TASK OBJECTIVE:
Extract each line of the listing below that contains the string "building". Treat the match as case-sensitive.

SUPPLIED INFORMATION:
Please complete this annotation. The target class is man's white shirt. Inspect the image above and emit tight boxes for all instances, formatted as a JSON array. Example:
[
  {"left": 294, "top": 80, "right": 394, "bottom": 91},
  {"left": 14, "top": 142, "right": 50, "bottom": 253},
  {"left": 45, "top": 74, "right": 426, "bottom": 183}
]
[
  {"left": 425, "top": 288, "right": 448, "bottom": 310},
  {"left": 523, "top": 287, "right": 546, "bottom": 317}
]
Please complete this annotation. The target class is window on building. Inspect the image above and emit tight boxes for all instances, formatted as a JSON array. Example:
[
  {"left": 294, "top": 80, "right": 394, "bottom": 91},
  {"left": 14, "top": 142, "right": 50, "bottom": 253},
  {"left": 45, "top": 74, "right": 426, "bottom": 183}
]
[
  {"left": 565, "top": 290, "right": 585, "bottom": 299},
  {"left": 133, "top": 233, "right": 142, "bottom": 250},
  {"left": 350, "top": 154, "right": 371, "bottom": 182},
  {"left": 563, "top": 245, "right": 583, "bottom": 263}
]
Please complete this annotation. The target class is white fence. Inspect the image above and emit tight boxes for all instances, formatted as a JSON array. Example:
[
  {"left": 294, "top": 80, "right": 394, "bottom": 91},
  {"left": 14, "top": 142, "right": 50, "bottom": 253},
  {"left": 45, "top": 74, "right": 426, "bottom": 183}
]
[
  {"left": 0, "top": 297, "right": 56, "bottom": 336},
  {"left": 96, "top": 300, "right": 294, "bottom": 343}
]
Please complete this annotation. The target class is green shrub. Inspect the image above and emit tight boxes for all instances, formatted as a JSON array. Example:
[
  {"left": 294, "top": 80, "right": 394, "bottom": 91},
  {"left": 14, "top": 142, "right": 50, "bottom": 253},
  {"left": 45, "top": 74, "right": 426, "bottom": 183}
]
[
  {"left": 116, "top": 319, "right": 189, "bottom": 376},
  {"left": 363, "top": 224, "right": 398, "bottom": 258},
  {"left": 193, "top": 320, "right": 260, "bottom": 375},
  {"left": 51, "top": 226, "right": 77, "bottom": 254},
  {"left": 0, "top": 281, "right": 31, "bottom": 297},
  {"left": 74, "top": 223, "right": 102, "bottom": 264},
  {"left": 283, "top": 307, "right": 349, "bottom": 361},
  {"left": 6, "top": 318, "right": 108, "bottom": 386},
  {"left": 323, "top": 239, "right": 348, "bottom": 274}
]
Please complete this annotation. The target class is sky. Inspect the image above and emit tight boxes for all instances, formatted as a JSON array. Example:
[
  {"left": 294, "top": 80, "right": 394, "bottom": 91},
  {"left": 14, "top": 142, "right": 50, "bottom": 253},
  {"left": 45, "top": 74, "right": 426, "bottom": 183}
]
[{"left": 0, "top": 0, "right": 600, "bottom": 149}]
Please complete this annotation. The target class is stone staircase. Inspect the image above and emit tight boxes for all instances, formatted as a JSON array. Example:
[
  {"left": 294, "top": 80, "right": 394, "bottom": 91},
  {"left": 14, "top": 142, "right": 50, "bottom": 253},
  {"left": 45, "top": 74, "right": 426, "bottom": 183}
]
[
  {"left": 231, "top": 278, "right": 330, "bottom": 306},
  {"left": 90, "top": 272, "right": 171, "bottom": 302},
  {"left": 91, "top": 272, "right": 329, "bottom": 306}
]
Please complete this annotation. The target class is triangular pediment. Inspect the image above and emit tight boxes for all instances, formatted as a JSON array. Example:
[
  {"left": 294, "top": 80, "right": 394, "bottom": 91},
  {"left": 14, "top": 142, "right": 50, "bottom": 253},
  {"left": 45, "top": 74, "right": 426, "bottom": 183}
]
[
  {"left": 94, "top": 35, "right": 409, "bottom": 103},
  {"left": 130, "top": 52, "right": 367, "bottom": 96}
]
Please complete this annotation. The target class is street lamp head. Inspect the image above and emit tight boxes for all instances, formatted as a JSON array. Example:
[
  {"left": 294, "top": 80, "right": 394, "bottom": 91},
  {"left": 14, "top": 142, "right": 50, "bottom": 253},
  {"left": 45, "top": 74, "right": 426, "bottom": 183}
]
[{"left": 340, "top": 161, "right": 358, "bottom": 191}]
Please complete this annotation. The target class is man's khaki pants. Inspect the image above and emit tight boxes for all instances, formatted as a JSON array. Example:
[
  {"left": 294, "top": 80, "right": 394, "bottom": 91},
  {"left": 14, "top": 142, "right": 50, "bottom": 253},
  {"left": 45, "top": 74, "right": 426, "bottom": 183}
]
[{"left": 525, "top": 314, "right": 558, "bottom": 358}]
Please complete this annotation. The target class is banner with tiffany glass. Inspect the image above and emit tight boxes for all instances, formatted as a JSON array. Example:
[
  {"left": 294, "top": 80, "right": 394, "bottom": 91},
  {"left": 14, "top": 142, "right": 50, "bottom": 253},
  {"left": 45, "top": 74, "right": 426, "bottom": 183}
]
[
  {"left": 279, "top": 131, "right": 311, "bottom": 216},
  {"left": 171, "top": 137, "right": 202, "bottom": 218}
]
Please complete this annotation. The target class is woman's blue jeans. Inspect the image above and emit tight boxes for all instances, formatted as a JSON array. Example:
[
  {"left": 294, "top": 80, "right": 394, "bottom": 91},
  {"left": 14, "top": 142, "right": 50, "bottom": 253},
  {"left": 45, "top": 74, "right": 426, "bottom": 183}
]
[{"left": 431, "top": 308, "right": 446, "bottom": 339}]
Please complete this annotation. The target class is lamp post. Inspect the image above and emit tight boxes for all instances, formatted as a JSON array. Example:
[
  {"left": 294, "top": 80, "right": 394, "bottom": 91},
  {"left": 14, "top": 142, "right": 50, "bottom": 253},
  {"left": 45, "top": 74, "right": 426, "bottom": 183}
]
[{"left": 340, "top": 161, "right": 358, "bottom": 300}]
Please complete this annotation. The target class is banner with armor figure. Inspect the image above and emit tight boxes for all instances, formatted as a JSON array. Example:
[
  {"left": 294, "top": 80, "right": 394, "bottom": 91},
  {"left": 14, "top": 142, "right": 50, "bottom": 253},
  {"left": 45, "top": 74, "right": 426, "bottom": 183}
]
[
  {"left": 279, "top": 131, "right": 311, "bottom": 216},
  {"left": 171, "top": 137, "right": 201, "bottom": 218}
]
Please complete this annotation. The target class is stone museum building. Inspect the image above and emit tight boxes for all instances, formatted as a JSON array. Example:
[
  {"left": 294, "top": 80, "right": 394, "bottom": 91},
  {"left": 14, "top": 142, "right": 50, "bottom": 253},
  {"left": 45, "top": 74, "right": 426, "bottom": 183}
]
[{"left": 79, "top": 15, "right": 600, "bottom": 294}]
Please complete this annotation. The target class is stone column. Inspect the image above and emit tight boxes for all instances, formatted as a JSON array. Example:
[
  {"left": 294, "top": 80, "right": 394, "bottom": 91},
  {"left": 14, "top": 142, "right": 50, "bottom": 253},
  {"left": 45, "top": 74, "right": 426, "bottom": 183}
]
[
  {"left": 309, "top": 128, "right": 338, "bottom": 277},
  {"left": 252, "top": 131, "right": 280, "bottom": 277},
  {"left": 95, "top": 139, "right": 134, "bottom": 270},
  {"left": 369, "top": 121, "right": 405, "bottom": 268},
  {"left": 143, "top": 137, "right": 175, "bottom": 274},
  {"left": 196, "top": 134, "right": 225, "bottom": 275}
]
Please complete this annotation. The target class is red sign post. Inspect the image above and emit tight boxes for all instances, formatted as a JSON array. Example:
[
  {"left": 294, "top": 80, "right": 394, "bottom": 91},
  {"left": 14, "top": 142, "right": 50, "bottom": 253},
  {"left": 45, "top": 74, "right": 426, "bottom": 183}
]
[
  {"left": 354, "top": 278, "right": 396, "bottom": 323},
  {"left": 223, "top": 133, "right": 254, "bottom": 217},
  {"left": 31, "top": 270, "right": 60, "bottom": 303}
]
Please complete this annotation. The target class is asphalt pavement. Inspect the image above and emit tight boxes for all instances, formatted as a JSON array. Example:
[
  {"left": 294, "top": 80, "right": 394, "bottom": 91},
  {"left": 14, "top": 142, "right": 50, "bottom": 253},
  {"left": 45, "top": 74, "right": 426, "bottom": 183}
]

SOLUTION TO THIS PROBLEM:
Please complete this annotation. The target class is window on building. Inspect the image above and emit tight boxes for all instances, formatted as a JSON array. Example:
Please complete this annotation. The target class is stone museum building. Inspect the image above and emit tight boxes for all instances, formatted as a JSON array. Example:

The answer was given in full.